### Problems to work on:
• a. In the article on Diana Nyad's swim, write out the passage that starts at the words "Nyad used backstroke" and ends after the words "as jellyfish experts.".
• b. According to the article on Diana Nyad's swim, how often does she come up to her escort boat to fuel up?
*** Document passage
HAVANA - Veteran US athlete Diana Nyad pushed into the second day of a 166km swim from Cuba to Florida, fighting fatigue and jellyfish stings in her bid to be the first person to make the crossing without a shark cage.
After 24 hours in the water, the 62-year-old was about a third of the way across the Florida Straits and the 50-member crew accompanying her said she was "very comfortable and confident."
Nyad was swimming steadily at 50 strokes per minute despite painful jellyfish stings on her lips, forehead, hands and neck, the team said in updates to fans via social media.
"Today is more like swimming. I don't know what you would call last night ... probably surviving," Nyad said on a blog run by her support crew.
The athlete and author took to the water in Havana on Saturday and aims to make land at the Florida Keys on Tuesday after about 60 hours in the water.
She is on her fourth attempt to travel the distance between the two countries, which have been at odds for over five decades.
The last was in September, when jellyfish stings forced her to give up after about 40 hours.
By 3.20 pm (1920 GMT) on Sunday, Nyad's team said she had swum nearly 38 kilometres after 23 hours and 37 minutes in the water.
A video posted on YouTube showed her singing tunes from The Beatles as she sipped water.
"There's no stopping her now," the crew said.
Nyad's first attempt to make the crossing was in 1978, when she was 28 years old.
Shoulder pain, asthma and ocean swells forced her to cut short another attempt in August 2011.
This time, the long-distance swimmer has a specially designed bodysuit to protect her against jellyfish that she wears at night, when the creatures are most active.
The suit did not, however, prevent all stings, including by dangerous box jellyfish.
Nyad used backstroke at night to keep her face out of the water and avoid being stung, said the crew, which works from five yachts and includes divers with shark experience as well as jellyfish experts.
She returned to freestyle swimming after dawn.
The swimmer comes up to her Voyager escort boat, which she is not allowed to touch, around every 90 minutes to fuel up, sipping on a concoction of nutrients, electrolytes and calories through a Camelbak hydration pack.
Overnight she had pasta and hot chocolate, the crew said. At other times, she has a spoonful of peanut butter, pasta or a bite of bread.
Stressing the immensity of the challenge, her team tweeted: "This swim is five English Channels, with sharks and box jellies added."
At night, the accompanying boats and kayaks use only red lights because marine biologists say white lights could attract jellyfish.
******
*** Data records
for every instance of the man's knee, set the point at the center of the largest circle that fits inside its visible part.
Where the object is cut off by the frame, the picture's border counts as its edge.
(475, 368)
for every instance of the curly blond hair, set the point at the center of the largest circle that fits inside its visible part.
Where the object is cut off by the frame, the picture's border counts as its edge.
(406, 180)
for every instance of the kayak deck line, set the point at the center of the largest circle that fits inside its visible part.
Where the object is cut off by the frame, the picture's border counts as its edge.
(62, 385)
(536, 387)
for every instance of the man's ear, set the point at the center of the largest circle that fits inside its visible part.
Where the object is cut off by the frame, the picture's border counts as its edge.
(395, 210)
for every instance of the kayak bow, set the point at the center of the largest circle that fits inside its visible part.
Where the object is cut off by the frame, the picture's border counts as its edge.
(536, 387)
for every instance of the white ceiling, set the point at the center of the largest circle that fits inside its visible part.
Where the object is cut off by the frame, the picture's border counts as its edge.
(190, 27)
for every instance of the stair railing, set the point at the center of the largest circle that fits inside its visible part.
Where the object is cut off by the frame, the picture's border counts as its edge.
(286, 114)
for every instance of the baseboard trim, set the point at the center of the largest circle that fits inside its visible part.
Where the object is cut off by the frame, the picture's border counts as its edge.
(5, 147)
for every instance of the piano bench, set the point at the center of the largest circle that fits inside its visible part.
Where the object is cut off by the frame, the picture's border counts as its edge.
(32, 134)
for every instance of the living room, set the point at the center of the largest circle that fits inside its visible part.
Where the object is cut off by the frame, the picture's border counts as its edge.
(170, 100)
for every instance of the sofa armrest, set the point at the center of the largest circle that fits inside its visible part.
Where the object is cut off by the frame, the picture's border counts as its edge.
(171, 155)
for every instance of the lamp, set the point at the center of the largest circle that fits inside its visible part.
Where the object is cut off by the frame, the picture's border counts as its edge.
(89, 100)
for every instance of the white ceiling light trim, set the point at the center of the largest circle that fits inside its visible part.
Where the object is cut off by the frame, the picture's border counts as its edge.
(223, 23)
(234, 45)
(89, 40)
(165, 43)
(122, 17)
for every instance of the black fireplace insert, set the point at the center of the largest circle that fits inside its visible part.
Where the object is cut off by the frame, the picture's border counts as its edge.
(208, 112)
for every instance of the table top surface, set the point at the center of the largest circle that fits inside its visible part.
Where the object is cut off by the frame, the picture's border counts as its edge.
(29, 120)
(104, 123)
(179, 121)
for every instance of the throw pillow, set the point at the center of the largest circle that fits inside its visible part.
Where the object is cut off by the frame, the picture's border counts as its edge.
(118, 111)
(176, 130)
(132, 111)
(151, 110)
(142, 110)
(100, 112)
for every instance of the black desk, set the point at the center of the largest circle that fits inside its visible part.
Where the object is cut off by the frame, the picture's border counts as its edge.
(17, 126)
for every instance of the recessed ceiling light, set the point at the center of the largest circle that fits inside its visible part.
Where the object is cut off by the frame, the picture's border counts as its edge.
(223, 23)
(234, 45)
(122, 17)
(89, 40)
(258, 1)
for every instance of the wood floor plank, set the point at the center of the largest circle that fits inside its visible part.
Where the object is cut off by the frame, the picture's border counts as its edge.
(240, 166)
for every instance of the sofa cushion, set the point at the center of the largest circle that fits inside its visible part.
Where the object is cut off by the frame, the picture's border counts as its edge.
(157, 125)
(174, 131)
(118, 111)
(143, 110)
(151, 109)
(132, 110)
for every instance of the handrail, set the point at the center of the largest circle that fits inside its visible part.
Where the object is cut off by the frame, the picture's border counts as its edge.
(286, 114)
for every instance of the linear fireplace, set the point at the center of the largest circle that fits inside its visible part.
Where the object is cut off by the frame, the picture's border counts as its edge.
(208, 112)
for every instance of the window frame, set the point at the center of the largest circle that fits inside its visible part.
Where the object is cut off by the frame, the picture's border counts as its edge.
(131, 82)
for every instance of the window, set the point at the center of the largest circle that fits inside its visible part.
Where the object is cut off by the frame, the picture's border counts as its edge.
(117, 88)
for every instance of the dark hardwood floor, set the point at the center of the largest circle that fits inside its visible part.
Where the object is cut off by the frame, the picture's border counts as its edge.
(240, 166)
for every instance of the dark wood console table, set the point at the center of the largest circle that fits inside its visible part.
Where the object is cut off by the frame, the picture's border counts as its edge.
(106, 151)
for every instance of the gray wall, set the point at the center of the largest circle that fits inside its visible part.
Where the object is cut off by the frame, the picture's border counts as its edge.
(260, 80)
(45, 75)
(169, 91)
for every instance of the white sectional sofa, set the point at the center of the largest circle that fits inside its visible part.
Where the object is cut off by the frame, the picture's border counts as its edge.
******
### Solutions to each task:
• a.
Nyad used backstroke at night to keep her face out of the water and avoid being stung, said the crew, which works from five yachts and includes divers with shark experience as well as jellyfish experts.

• b. Around every 90 minutes.